В Неаполе в Museo Nationale я видел «Бахуса» Рибейры6. Вот живот-то вылеплен, что твой барабан, а ширь-то кисти какая, будто метлой написан! Опять-таки, как у Микельанджело, никакой зацепки нет, свет заливает все тело, и все так смело — рука не дрогнет».

В другом письме, покоренный простотой и мощью живописи итальянца Тинторетто, он писал:

«Кто меня маслом по сердцу обдал, то это Тинторет. Говоря откровенно, смех разбирает, как он просто неуклюже, но как страшно мощно оправлялся с портретами своих краснобархатных дождей, что конца не было моему восторгу. Все примитивно намечено, но, должно быть, оригиналы страшно похожи на свои портреты, и я думаю, что современники любили его за быстрое и точное изображение себя. Он совсем не гнался за отделкой, как Тициан, а только схватывал конструкцию лиц просто одними линиями в палец толщиной; волосы, как у византийцев, черточками. Здесь в Вене, в Академии, я увидел два холста его с нагроможденными одно на другое лицами-портретами.7 Тут его манера распознавать индивидуальность лиц всего заметнее. Ах, какие у него в Венеции есть цвета его дожеских ряс, с такой силой спаханных и пробороненных кистью, что, пожалуй, по мощи выше «Поклонения волхвов» Веронеза. Простяк художник был».
__________________________________________________
• **Задания**
**1.** Ответьте по отрывку о живописи итальянских мастеров:
(a) Где автор письма видел «Бахуса» Рибейры?
(b) Как на портретах Тинторетто написаны волосы?
(c) Где автор письма увидел два холста Тинторетто с нагроможденными лицами-портретами?
**2.** Продолжите отрывок о письмах, посвященных итальянской живописи, начиная после его последней фразы.

• **Исходные данные**
__________________________________________________
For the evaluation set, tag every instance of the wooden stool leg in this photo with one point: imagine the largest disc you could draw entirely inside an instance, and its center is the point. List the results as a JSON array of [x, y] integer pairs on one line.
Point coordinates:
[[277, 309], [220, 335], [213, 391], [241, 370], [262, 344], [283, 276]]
__________________________________________________
• **Ответы**
**1.**
(a) В Неаполе, в Museo Nationale.
(b) Как у византийцев, черточками.
(c) В Вене, в Академии.

**2.**
В Дрездене, Париже, Риме, Венеции, Флоренции Суриков видел картины Тициана и многими из них был восхищен, о чем писал П.П. Чистякову. Однако он не преминул указать в этих письмах и на то, что ему не понравилось у Тициана.

«Тициан иногда страшно желтит, зной напускает в картины, как, например, «Земная и небесная любовь» в Палаццо Боргезе в Риме. Голая с красной одеждой женщина. Приятно, но не натурально», — писал Суриков и тут же на полях письма сделал примечание: «Когда отойдешь от подобной знойной картины Тициана к Веронезу, то будто бы холодной водицы изопьешь».

Как однако ни были прекрасны творения Тициана, Веронезе, Тинторетто, Рафаэля и Микельанджело, но безраздельно захватил Сурикова испанский жанровый художник и портретист XVII века — Веласкез. Об одной из картин Веласкеза — портрете папы Иннокентия X художник восторженно писал Чистякову:

«Здесь все стороны совершенства есть: творчество, форма, колорит, так что каждую сторону можно отдельно рассматривать и находить удовлетворение. Это живой человек, это выше живописи, как существовала у старых мастеров. Тут прощать и извинять нечего. Для меня все галереи Рима — этот Веласкеза портрет. От него невозможно оторваться. Я с ним перед отъездом из Рима прощался как с живым человеком; простишься, да опять воротишься, думаешь: а вдруг в последний раз в жизни его вижу».

Великие художники прошлого страстно увлекли Сурикова простотой, широтой и возвышенностью образов и типов своих картин. Он оценил благородную сдержанность Тициана, сверкание красок пышного Веронезе и таинственный трагизм Тинторетто. Он восхищался произведениями Рафаэля, Микельанджело, Веласкеза, Леонардо да Винчи, Мурильо, Рибейры и других.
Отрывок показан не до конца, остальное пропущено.